• **Yang Dibutuhkan**
Tulis ulang bagian teks tentang gelombang panas dari "Temuan tersebut mengemuka" sampai "dilansir The Guardian.", tetapi ganti "Selasa" dengan "Rabu".

• **Teks Bacaan**
KOMPAS.com - Gelombang panas yang melanda Filipina pada bulan April tidak akan mungkin terjadi tanpa krisis iklim.
Temuan tersebut mengemuka berdasarkan studi terbaru dari World Weather Attribution (WWA) yang dirilis pada Selasa (14/5/2024).
Selain Filipina, panas terik di atas 40 derajat celsius melanda sebagian besar wilayah Asia selama April, sebagaimana dilansir The Guardian.
Baca juga: Ratusan Ribu Ikan di Vietnam Mati saat Gelombang Panas
Studi tersebut menemukan, suhu panas ekstrem 45 kali lebih mungkin terjadi di India dan lima kali lebih mungkin terjadi di Israel dan Palestina karena pemanasan global.
Para ilmuwan mengatakan, suhu tinggi yang terjadi bulan lalu memperburuk krisis kemanusiaan yang sudah mengerikan di Gaza akibat gempuran Israel.
Gelombang panas "mustahil" lainnya melanda Afrika barat dan Sahel pada akhir Maret. Bahkan di Mali, suhu tertinggi yang tercatat mencapai 48,5 derajat celsius.
Para ilmuwan memperingatkan kemungkinan yang lebih buruk akan terjadi. Jika suhu global naik hingga 2 derajat celsius, panas ekstrem yang sudah terjadi pada April diperkirakan akan terulang setiap dua hingga tiga tahun sekali di Filipina dan setiap lima tahun di Israel, Palestina, dan negara-negara sekitarnya.
"Dari Gaza, Delhi, hingga Manila, banyak orang menderita dan meninggal ketika suhu di Asia melonjak pada April," kata Friederike Otto dari Imperial College London, bagian dari tim studi WWA.
Baca juga: PLTS Selamatkan Eropa dari Krisis Energi akibat Gelombang Panas
Dia menambahkan, biang keladi dari panas ekstrem tersebut adalah krisis iklim yang dipicu oleh pembakaran bahan bakar fosil seperti minyak, gas, dan batu bara.
Konsultan di Pusat Iklim Palang Merah Bulan Sabit Merah Carolina Pereira Marghidan mengatakan, panas ekstrem memperburuk krisis kemanusiaan yang sudah mengerikan di Gaza.
Padahal, para pengungsi di Gaza tidak memiliki akses terhadap makanan, air, layanan kesehatan, dan secara umum.
"Dan secara umum mereka tinggal di tempat penampungan yang penuh sesak dan memerangkap panas, atau tinggal di luar ruangan," ujar Marghidan.
Pemanasan global membuat suhu 1,7 derajat celsius lebih panas di Israel, Palestina, Suriah, Lebanon, dan Yordania.
Baca juga: Wanita Jadi Kelompok Paling Parah Terdampak Gelombang Panas
Pemanasan global juga membuat suhu 1 derajat celsius lebih panas di Filipina, di mana 4.000 sekolah ditutup dan kolam-kolam portabel didirikan untuk membantu orang-orang menenangkan diri.
Di India, suhu panas tertinggi yang tercatat adalah 46 derajat celsius.

• **Bahan**
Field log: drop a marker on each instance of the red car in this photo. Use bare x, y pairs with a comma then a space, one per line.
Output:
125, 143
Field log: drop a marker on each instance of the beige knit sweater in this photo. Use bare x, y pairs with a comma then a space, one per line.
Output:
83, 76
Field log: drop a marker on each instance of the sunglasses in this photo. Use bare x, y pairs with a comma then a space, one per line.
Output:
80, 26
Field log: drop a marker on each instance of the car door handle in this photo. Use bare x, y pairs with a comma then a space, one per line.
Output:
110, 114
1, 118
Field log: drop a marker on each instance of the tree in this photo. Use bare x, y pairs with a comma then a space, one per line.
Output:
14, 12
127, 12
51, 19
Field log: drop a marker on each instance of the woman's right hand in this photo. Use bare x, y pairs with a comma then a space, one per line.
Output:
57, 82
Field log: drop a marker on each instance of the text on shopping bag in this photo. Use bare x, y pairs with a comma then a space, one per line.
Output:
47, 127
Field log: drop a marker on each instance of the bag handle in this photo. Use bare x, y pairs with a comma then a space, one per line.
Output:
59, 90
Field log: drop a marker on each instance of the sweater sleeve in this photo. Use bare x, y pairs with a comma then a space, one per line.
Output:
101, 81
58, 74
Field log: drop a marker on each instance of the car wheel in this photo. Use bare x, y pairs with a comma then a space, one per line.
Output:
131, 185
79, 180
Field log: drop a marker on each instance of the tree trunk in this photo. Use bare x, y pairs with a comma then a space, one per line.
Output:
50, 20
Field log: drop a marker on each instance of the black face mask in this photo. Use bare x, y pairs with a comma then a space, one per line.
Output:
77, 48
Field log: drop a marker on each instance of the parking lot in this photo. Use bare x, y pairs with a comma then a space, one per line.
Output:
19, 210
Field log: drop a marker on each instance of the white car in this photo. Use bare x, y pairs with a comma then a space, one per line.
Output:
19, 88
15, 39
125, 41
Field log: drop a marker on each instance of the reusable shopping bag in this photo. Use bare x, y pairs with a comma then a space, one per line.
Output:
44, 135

• **Jawaban Latihan**
Temuan tersebut mengemuka berdasarkan studi terbaru dari World Weather Attribution (WWA) yang dirilis pada Rabu (14/5/2024).
Selain Filipina, panas terik di atas 40 derajat celsius melanda sebagian besar wilayah Asia selama April, sebagaimana dilansir The Guardian.